──────── Records provided ────────
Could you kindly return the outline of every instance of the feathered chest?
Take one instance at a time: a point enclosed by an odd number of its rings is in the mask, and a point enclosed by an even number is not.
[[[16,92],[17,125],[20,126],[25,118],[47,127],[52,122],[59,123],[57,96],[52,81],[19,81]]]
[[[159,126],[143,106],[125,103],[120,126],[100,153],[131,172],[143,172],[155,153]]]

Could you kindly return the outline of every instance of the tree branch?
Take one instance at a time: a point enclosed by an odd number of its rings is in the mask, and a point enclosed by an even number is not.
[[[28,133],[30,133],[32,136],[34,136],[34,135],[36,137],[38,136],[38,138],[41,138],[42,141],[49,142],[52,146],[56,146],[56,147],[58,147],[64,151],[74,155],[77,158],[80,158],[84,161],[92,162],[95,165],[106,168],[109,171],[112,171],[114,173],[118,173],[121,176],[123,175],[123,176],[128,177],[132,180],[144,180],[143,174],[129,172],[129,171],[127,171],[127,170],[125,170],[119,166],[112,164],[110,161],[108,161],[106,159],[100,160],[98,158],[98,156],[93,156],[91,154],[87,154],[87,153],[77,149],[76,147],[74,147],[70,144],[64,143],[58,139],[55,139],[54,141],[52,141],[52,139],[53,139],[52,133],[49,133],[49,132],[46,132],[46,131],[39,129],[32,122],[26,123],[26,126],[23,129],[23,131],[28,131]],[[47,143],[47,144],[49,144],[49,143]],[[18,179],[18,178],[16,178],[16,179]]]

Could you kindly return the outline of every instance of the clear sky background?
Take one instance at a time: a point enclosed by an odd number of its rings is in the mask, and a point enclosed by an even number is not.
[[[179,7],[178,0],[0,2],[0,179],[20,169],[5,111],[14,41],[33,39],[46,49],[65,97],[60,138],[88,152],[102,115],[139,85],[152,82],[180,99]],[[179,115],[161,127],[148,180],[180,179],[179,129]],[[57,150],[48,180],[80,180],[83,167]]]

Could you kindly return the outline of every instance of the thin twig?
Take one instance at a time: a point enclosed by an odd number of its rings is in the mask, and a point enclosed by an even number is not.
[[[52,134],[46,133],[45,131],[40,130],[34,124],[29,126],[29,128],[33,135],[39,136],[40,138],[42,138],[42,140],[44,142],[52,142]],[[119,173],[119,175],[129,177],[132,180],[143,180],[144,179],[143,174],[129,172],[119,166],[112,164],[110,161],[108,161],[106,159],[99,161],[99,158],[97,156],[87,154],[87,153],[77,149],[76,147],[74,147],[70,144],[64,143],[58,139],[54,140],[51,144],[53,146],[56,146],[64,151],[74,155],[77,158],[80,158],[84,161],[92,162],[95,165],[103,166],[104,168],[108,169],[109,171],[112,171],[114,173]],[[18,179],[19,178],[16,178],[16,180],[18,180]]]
────────
→ What you will do: Copy all the lines, exactly.

→ Correct output:
Could you kindly return the outline of every instance of the feathered chest?
Take one instance at a time: a point enclosed by an odd number of its rings is in the mask, and a point enclosed by an even number is not.
[[[16,92],[17,125],[20,126],[25,118],[47,127],[52,122],[59,123],[57,96],[52,81],[19,81]]]
[[[159,126],[143,106],[125,103],[120,126],[100,153],[131,172],[143,172],[155,153]]]

Could you kindly return the outline of every instance of the tree branch?
Take one instance at a time: a point enclosed by an odd number of its rings is in the mask, and a point enclosed by an even number is not.
[[[28,133],[30,133],[32,136],[34,136],[34,135],[36,137],[38,136],[38,138],[41,138],[42,141],[49,142],[52,146],[56,146],[56,147],[58,147],[64,151],[74,155],[77,158],[80,158],[84,161],[92,162],[95,165],[106,168],[109,171],[112,171],[114,173],[118,173],[121,176],[123,175],[123,176],[128,177],[132,180],[144,180],[143,174],[129,172],[129,171],[127,171],[127,170],[125,170],[119,166],[112,164],[110,161],[108,161],[106,159],[100,160],[98,158],[98,156],[93,156],[91,154],[87,154],[87,153],[77,149],[76,147],[74,147],[70,144],[64,143],[58,139],[55,139],[54,141],[52,141],[52,139],[53,139],[52,133],[49,133],[49,132],[46,132],[46,131],[39,129],[32,122],[26,123],[26,126],[23,129],[23,131],[28,131]],[[47,143],[47,144],[49,144],[49,143]],[[18,179],[18,178],[16,178],[16,179]]]

Could you kindly return the outline of every instance of the clear sky background?
Take one instance at a time: a point enclosed by an odd number of its rings is in the mask, and a point enclosed by an even number is not.
[[[179,7],[178,0],[0,2],[0,179],[20,169],[5,111],[14,41],[33,39],[46,49],[65,97],[60,138],[88,152],[102,115],[139,85],[152,82],[180,99]],[[179,115],[161,127],[148,180],[180,179],[179,129]],[[57,150],[48,180],[80,180],[83,167]]]

Could you kindly return the outline of every instance of the thin twig?
Take one instance at a time: a point enclosed by an odd number of its rings is in the mask, and a point enclosed by an even number is not.
[[[52,134],[46,133],[45,131],[40,130],[34,124],[29,126],[29,128],[33,135],[39,136],[40,138],[42,138],[42,140],[44,142],[52,142]],[[119,173],[119,175],[129,177],[132,180],[143,180],[144,179],[143,174],[129,172],[119,166],[112,164],[110,161],[108,161],[106,159],[99,161],[99,158],[97,156],[87,154],[87,153],[77,149],[76,147],[74,147],[70,144],[64,143],[58,139],[54,140],[51,144],[53,146],[56,146],[64,151],[74,155],[77,158],[80,158],[84,161],[92,162],[95,165],[103,166],[104,168],[108,169],[109,171],[112,171],[114,173]],[[18,179],[19,178],[16,178],[16,180],[18,180]]]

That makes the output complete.